# [What you need to do]
Using the entries below, transcribe exactly the line containing "Provide a point for each instance of the airplane nose, given" and each line that follows it to the end.

# [Data for the task]
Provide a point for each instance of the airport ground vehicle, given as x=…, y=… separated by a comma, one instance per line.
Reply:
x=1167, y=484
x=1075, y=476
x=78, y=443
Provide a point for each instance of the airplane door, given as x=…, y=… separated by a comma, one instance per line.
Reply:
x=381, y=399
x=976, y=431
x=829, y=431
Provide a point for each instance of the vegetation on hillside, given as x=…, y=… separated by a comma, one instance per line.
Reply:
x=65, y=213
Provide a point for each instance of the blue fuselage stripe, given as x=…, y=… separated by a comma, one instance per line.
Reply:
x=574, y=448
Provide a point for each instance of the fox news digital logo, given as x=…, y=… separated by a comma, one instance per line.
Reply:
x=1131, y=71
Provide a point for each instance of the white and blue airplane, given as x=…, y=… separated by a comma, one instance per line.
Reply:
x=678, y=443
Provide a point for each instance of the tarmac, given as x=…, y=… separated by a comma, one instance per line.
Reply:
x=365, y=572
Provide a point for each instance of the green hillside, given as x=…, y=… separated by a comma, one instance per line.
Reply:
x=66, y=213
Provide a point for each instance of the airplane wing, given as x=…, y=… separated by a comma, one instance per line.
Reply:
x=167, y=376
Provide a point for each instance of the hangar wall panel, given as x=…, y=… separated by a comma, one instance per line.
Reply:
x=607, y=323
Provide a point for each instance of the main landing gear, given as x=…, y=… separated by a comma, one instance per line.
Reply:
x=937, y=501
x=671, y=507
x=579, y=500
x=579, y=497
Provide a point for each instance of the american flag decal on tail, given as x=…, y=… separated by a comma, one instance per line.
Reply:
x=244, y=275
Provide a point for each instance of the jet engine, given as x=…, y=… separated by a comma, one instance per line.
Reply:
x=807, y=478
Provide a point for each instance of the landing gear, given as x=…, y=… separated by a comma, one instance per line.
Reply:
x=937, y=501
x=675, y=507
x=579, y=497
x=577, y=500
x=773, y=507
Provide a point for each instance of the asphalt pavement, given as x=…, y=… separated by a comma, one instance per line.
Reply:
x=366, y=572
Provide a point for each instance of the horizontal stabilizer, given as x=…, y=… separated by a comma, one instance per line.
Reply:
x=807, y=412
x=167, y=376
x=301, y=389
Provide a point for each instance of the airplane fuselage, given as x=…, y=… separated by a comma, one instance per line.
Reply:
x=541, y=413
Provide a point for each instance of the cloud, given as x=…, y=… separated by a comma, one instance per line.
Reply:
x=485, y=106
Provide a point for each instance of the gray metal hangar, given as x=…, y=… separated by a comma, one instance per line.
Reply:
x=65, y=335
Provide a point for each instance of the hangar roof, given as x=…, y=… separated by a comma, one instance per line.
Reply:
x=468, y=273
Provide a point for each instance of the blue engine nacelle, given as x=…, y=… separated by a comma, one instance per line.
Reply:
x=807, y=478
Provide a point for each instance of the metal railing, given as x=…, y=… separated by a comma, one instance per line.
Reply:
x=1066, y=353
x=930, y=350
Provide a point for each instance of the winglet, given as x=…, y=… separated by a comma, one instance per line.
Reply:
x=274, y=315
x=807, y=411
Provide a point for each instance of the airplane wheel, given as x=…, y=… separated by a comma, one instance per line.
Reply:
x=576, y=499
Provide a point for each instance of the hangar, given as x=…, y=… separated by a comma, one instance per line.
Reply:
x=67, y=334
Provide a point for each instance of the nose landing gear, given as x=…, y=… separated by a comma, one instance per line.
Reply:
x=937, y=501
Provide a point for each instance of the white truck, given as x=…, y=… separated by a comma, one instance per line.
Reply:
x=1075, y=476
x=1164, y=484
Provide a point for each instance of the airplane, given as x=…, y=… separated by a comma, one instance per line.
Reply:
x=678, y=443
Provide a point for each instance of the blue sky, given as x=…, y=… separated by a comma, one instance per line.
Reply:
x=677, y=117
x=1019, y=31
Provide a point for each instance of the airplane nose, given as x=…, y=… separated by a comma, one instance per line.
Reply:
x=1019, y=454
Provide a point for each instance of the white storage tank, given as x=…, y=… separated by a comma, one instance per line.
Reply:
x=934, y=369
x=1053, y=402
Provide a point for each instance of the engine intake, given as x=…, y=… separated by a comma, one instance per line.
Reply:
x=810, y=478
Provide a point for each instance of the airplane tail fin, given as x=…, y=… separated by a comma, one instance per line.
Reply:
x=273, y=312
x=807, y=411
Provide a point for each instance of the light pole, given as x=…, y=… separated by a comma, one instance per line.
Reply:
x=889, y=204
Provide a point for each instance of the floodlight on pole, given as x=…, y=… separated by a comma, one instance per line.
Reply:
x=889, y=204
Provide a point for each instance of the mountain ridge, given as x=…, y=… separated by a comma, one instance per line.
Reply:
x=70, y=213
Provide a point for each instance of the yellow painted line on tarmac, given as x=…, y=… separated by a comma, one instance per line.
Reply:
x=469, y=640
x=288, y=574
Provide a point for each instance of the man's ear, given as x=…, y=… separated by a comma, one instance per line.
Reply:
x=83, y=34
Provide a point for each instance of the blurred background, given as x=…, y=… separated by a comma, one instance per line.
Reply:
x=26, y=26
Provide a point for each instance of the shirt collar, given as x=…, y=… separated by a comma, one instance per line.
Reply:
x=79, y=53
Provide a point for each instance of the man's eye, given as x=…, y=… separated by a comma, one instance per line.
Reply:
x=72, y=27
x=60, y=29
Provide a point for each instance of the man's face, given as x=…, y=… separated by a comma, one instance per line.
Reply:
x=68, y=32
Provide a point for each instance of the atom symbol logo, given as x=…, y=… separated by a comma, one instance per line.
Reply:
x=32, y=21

# [The answer]
Provide a point for each instance of the airplane nose, given as x=…, y=… separated by a comma, one instance per line.
Reply:
x=1019, y=454
Provide a point for each instance of the white storage tank, given as x=…, y=… separated by a comma, one instance per line.
Reply:
x=934, y=369
x=1053, y=402
Provide a point for each instance of the engine intake, given as x=…, y=… separated by a comma, one instance per line.
Reply:
x=810, y=478
Provide a point for each instance of the airplane tail fin, given as x=…, y=… separated by a comma, one instance per line.
Reply:
x=273, y=312
x=807, y=411
Provide a point for each instance of the light pole, given as x=…, y=… separated by a comma, one instance per line.
Reply:
x=889, y=204
Provide a point for each instance of the floodlight on pole, given as x=…, y=… separated by a comma, one instance per line.
Reply:
x=889, y=204
Provide a point for each instance of the mountain ridge, given as x=…, y=… separated by a comma, one instance per line.
Reply:
x=70, y=213
Provide a point for each instance of the yellow painted line on tarmac, given as x=…, y=… separated by a comma, one instance per line.
Reply:
x=469, y=640
x=288, y=574
Provide a point for each instance of the man's ear, given as x=…, y=… separated by a comma, one instance per line.
Reply:
x=83, y=34
Provide a point for each instance of the blurred background, given as x=…, y=… separated by a comma, one instance per line.
Reply:
x=26, y=26
Provide a point for each instance of the shirt collar, given as x=…, y=… separated by a comma, one instance per line.
Reply:
x=79, y=53
Provide a point for each instance of the man's eye, given as x=…, y=… separated by a comma, one instance per line.
Reply:
x=72, y=27
x=60, y=29
Provide a point for each instance of the man's face, given as x=…, y=… separated by a comma, one instance per line.
Reply:
x=68, y=32
Provide a point for each instance of the atom symbol logo, given as x=…, y=… separated by a comma, one instance per line.
Reply:
x=32, y=21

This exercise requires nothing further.